-------- 本文 --------

「胸がなくなっても平気だよ」夫のひと言に傷ついて

──「旦那さんにも悩みを理解してもらえない」というのは、ご本人にとってつらいでしょうね。

 

神田さん:なかには優しい旦那さんもいらっしゃいます。ただ、出産も生理も「平気でしょ」「しょうがないでしょ」みたいに言う男性って、ときどきいらっしゃいますよね…。私も夫に乳がんの手術について打ち明けたとき、本人が動揺したんでしょうけれど、「胸がなくなっても平気だよ。うちの犬だって去勢したじゃないか、それと一緒だろ?」と言ったんです…。悪い人じゃないんですが、私からすれば「犬の去勢と一緒なの?」みたいに思って。

 

相手に悪意がなくてもこちらは傷つきますよね。私も一度そういう思いをしてからは「もう、がんの話は誰にも言わないでおこう」と、思うようになってしまいました。

 

── 友人にも話しにくい悩みですよね。

 

神田さん:そうなんですよね。私自身も、信頼していたママ友がいたんですが、その人は子どもを通じて私が乳がんの手術したと知ったらしいんです。それで「私も胸にしこりがあるみたい」と、相談されたことがありました。「病院を紹介するからすぐ行こう」と言ったら「怖い」というので、私もつき添って一緒に行ったんです。

 

結果、しこりは良性だったので本当によかったんですが、診察室から出てきた彼女が「よかったー!『胸を切る』なんて言われたら、私、死んじゃう」と、言ったんです。

 

手術後にも使用できる、やわらかい素材でできたブラジャーも販売

── すでに胸を手術している神田さんに対して、デリカシーのない発言ですね…。

-------- 記録一覧 --------

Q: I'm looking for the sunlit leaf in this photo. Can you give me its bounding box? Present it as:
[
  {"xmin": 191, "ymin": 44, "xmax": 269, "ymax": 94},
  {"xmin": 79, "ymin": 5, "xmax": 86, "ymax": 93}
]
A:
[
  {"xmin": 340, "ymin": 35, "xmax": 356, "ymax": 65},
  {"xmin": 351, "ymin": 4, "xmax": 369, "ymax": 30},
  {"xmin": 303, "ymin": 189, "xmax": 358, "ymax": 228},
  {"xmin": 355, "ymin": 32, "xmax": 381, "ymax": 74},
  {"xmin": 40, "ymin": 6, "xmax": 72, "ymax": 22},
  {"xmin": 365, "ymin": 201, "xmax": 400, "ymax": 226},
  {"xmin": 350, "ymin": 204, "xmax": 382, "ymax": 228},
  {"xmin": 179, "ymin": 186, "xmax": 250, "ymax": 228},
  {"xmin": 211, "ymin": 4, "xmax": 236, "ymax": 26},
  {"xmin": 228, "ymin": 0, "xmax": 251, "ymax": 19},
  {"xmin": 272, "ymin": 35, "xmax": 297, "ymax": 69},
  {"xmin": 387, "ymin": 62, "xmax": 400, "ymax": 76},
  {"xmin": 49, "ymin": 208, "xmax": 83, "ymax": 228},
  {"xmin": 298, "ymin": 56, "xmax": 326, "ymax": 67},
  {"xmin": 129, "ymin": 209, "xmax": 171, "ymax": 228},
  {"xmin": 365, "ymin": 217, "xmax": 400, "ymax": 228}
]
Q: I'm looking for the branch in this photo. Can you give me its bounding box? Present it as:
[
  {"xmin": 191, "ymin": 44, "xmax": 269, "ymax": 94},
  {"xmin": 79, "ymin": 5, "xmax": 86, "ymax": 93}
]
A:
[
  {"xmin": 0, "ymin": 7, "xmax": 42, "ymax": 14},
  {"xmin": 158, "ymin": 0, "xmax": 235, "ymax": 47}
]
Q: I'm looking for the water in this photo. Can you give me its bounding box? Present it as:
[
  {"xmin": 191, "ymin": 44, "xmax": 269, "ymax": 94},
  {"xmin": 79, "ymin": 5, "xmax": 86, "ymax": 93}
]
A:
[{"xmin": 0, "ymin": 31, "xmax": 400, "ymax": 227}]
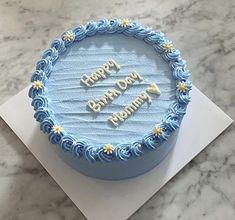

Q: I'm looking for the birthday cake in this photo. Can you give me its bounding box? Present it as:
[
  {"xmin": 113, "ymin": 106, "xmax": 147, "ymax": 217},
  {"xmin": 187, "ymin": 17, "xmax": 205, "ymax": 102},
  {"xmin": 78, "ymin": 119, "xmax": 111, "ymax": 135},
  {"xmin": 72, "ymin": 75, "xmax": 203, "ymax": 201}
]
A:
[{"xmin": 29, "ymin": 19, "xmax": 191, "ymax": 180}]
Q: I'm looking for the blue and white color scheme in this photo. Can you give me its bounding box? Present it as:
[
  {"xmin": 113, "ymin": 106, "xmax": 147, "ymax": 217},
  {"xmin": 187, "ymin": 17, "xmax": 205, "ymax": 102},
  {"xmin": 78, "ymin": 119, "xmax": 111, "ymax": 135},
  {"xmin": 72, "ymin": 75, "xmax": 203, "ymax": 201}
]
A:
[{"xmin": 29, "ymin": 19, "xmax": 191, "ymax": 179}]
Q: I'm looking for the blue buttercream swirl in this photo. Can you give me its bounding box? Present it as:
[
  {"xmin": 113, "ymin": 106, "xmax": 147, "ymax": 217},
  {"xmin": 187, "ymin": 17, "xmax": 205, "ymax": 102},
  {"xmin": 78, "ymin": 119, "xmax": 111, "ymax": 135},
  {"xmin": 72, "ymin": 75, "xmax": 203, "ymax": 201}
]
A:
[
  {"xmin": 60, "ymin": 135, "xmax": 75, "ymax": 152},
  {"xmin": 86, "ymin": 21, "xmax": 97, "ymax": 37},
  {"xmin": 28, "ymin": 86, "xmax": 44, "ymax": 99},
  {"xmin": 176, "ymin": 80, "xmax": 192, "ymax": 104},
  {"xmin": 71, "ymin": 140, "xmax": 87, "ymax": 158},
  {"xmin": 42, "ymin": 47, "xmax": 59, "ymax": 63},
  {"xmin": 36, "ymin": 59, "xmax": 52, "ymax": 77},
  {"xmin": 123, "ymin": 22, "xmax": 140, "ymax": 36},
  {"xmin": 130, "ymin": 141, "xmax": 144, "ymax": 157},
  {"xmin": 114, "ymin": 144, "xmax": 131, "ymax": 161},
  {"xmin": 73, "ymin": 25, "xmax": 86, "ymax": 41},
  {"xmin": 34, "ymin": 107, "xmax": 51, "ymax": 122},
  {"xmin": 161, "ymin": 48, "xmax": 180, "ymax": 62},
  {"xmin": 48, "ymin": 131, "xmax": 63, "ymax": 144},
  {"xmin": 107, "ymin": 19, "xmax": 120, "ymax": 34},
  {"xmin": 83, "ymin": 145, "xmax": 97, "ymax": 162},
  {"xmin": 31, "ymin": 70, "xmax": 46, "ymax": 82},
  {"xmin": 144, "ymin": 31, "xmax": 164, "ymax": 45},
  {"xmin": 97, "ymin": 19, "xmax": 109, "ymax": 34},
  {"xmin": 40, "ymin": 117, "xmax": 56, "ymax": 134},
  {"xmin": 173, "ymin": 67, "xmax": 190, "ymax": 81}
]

--------
-------- 記録一覧 --------

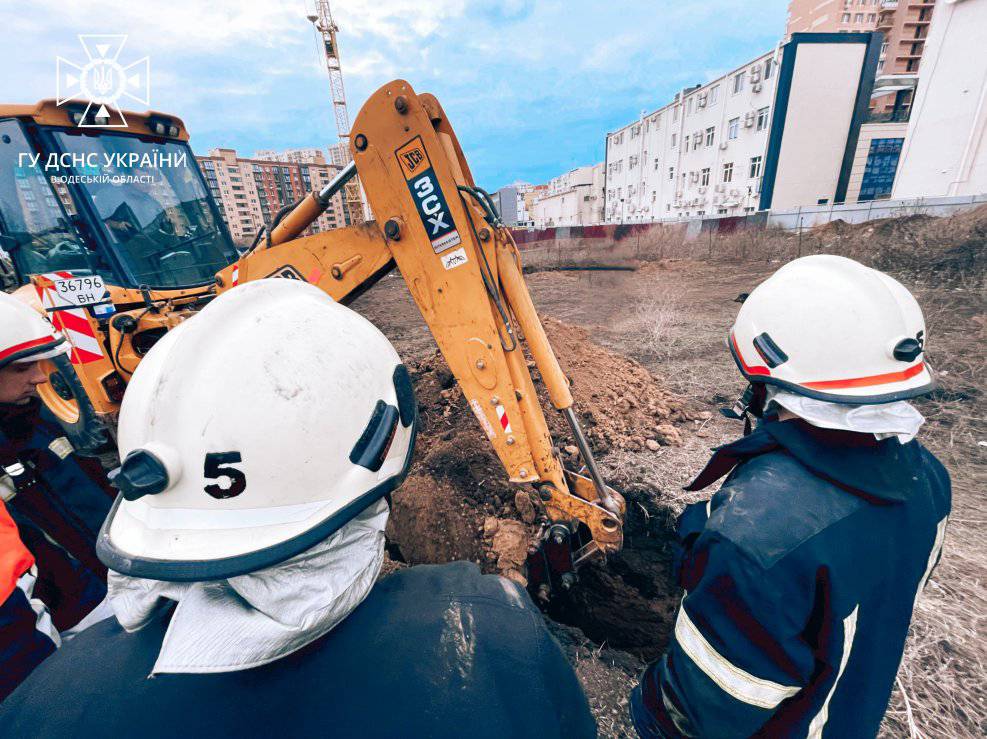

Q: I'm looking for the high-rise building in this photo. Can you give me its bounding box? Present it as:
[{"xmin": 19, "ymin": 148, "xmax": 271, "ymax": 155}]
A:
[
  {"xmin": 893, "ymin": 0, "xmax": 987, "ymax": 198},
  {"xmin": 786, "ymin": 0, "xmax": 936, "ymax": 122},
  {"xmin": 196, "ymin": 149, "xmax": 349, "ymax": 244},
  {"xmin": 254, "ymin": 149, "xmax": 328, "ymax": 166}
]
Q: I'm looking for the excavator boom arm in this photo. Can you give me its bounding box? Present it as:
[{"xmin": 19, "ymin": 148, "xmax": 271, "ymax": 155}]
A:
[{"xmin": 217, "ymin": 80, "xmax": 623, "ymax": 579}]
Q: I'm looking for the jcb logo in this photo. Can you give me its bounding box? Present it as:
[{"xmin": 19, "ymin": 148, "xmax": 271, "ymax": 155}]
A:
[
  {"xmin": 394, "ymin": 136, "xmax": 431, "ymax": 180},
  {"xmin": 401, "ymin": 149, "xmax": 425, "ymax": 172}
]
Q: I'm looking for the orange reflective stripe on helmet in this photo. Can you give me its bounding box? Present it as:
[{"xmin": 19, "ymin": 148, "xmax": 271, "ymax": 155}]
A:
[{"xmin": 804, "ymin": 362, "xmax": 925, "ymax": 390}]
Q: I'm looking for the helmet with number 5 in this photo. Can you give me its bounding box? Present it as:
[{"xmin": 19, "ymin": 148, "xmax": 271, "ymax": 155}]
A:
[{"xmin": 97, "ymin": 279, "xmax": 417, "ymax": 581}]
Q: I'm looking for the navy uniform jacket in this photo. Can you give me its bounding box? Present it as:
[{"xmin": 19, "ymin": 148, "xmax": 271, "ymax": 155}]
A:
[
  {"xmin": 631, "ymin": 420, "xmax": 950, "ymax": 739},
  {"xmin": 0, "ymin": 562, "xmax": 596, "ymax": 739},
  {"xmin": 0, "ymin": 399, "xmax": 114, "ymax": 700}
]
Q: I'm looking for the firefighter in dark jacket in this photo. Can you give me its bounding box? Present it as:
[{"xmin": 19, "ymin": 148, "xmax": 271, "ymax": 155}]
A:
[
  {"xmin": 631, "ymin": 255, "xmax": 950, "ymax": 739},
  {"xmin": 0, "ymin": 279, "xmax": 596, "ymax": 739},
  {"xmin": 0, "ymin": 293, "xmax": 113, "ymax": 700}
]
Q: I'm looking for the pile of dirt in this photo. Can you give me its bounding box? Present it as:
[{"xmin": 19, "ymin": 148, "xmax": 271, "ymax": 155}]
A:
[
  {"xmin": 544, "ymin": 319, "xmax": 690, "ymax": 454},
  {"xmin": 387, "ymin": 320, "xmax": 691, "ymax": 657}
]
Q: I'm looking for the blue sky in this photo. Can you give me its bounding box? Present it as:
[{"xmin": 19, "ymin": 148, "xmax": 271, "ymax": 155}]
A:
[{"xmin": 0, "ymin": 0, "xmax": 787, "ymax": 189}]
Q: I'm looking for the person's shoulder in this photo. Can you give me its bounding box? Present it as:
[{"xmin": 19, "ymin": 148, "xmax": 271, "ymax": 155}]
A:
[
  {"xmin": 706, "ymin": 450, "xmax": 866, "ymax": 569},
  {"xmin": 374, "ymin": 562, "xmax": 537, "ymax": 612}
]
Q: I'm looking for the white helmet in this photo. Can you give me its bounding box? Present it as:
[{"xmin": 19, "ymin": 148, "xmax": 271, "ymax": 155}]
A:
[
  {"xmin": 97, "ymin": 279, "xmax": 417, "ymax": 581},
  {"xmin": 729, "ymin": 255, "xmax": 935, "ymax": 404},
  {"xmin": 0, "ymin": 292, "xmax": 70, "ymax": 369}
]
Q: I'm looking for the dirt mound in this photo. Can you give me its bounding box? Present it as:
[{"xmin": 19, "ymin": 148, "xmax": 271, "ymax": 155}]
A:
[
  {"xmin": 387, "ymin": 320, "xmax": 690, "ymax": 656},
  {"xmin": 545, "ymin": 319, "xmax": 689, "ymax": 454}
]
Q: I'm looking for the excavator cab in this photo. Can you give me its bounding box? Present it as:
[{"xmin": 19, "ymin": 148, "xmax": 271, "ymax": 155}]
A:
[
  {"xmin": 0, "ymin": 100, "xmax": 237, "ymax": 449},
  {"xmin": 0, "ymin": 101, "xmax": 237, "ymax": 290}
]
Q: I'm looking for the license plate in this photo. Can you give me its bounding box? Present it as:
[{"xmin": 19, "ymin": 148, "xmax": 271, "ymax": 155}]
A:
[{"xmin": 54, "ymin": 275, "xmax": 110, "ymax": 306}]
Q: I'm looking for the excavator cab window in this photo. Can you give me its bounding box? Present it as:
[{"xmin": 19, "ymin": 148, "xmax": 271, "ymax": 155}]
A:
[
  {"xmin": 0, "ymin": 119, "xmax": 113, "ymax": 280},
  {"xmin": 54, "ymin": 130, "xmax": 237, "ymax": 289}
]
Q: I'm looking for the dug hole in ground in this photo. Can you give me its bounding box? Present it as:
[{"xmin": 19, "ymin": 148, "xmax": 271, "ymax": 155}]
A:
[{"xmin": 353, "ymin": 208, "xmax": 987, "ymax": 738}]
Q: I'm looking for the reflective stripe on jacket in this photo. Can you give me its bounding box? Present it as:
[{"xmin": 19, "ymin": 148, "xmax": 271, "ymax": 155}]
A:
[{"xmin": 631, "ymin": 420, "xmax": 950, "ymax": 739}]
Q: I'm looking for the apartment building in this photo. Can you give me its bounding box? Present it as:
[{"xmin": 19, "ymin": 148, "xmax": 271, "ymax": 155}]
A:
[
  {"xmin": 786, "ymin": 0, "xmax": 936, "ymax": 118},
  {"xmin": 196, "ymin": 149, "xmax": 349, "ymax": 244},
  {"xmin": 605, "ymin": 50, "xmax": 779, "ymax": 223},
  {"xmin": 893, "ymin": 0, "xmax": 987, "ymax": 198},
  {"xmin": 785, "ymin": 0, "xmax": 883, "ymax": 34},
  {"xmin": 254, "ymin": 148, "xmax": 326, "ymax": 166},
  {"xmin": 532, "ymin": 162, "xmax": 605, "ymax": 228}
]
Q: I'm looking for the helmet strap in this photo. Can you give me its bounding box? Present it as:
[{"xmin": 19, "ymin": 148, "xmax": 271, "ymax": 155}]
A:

--------
-------- 記録一覧 --------

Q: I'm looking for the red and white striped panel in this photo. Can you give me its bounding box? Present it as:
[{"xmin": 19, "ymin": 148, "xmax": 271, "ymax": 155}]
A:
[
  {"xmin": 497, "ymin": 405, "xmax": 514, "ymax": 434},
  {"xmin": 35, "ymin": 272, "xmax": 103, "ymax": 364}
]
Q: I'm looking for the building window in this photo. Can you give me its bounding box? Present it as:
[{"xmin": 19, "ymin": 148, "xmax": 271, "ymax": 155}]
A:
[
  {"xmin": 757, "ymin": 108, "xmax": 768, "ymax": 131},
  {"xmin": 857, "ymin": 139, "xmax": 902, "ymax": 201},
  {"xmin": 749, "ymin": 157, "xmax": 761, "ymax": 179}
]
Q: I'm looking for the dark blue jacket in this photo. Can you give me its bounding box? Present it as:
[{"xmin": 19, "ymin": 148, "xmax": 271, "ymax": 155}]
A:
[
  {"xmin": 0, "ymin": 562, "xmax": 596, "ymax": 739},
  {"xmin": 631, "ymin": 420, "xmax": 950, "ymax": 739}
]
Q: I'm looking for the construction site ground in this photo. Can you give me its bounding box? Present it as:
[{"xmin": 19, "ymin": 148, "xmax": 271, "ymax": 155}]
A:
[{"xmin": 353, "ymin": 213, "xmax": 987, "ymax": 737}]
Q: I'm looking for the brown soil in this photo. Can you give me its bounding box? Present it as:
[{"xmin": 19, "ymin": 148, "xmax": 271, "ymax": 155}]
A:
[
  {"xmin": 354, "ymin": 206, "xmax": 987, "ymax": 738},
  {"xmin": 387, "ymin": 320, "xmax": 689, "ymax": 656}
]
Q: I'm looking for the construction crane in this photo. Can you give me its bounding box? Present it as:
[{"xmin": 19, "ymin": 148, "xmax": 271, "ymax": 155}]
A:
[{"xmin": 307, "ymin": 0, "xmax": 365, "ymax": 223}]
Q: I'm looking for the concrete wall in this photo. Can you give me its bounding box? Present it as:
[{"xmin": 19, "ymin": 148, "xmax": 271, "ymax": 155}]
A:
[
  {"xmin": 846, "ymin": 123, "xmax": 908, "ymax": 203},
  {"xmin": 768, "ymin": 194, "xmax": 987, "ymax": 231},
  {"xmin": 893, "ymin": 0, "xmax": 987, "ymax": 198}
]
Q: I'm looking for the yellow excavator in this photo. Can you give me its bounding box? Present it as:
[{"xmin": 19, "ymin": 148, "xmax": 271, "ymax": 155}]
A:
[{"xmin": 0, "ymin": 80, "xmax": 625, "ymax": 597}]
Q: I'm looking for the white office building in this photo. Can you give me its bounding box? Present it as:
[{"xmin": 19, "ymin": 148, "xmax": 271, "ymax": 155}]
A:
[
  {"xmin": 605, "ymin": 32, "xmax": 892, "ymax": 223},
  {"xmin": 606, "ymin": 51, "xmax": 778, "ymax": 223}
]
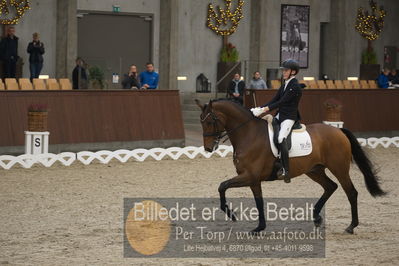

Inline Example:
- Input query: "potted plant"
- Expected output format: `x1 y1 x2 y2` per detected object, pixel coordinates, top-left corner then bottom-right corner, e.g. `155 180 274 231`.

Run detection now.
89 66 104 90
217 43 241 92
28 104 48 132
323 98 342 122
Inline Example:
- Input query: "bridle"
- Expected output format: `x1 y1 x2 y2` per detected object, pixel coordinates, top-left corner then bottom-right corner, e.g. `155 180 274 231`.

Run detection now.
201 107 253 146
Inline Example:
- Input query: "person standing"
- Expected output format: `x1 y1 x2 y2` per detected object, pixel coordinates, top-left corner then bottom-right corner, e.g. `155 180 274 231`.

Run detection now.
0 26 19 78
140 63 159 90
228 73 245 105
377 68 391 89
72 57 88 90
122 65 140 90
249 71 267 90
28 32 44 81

--------

## 取り組む課題
(a) 乳がん手術をめぐるインタビューのうち、「神田さん:そうなんですよね。」で始まる段落を、主な事実を残して短くまとめてください。
(b) 乳がん手術をめぐるインタビューについて、次の問いに答えてください。
(i) 夫は、胸がなくなることを何と一緒だと言いましたか。
(ii) その一件のあと、神田さんはがんの話についてどう思うようになりましたか。
(iii) ママ友のしこりは、診察の結果どうでしたか。
(c) 乳がん手術をめぐるインタビューを、最後の文のあとから引き継いで書き進めてください。

## 解答
(a) 信頼していたママ友が、子どもを通じて神田さんの乳がん手術を知り、自分も胸にしこりがあるようだと相談してきた。神田さんは病院を紹介してすぐ行こうと勧めたが、彼女が怖がったため、付き添って一緒に行った。

(b)
(i) 飼っている犬の去勢と一緒だと言った。
(ii) がんの話はもう誰にも言わないでおこうと思うようになった。
(iii) 良性だった。

(c)
 

神田さん:私の築いてきた人間関係がよくなかったのかもしれないのですが、でもこれがふつうの人の感覚なんだろうな、と気づきました。がんにならなければ、がんの人の痛みにはそこまで関心がないだろうな、と。

 

でも、私はがんの治療を経験したし、この経験は私の強みだと思うんです。今は「この経験を人に話さないでどうするの」くらいの財産だと思うようになりました。私は再建手術もしたので、希望するお客さまには、再建した胸をお見せして経験談をお話しすることもあります。

 

── 同じ乳がんサバイバーだからこそ、気持ちがわかってあげられるんですね。 

 

神田さん:私ががんで死ななかった理由は何だろうと考えたんですが、「この経験を財産にして人の役に立つ」という使命があるんじゃないかと思ったんです。というと、ちょっと大げさですけど。よくがんによって得られた経験を「キャンサーギフト」と言いますが、がんが神さまからのプレゼントなのであれば、この仕事は細々とでも続けていきたいなと思っています。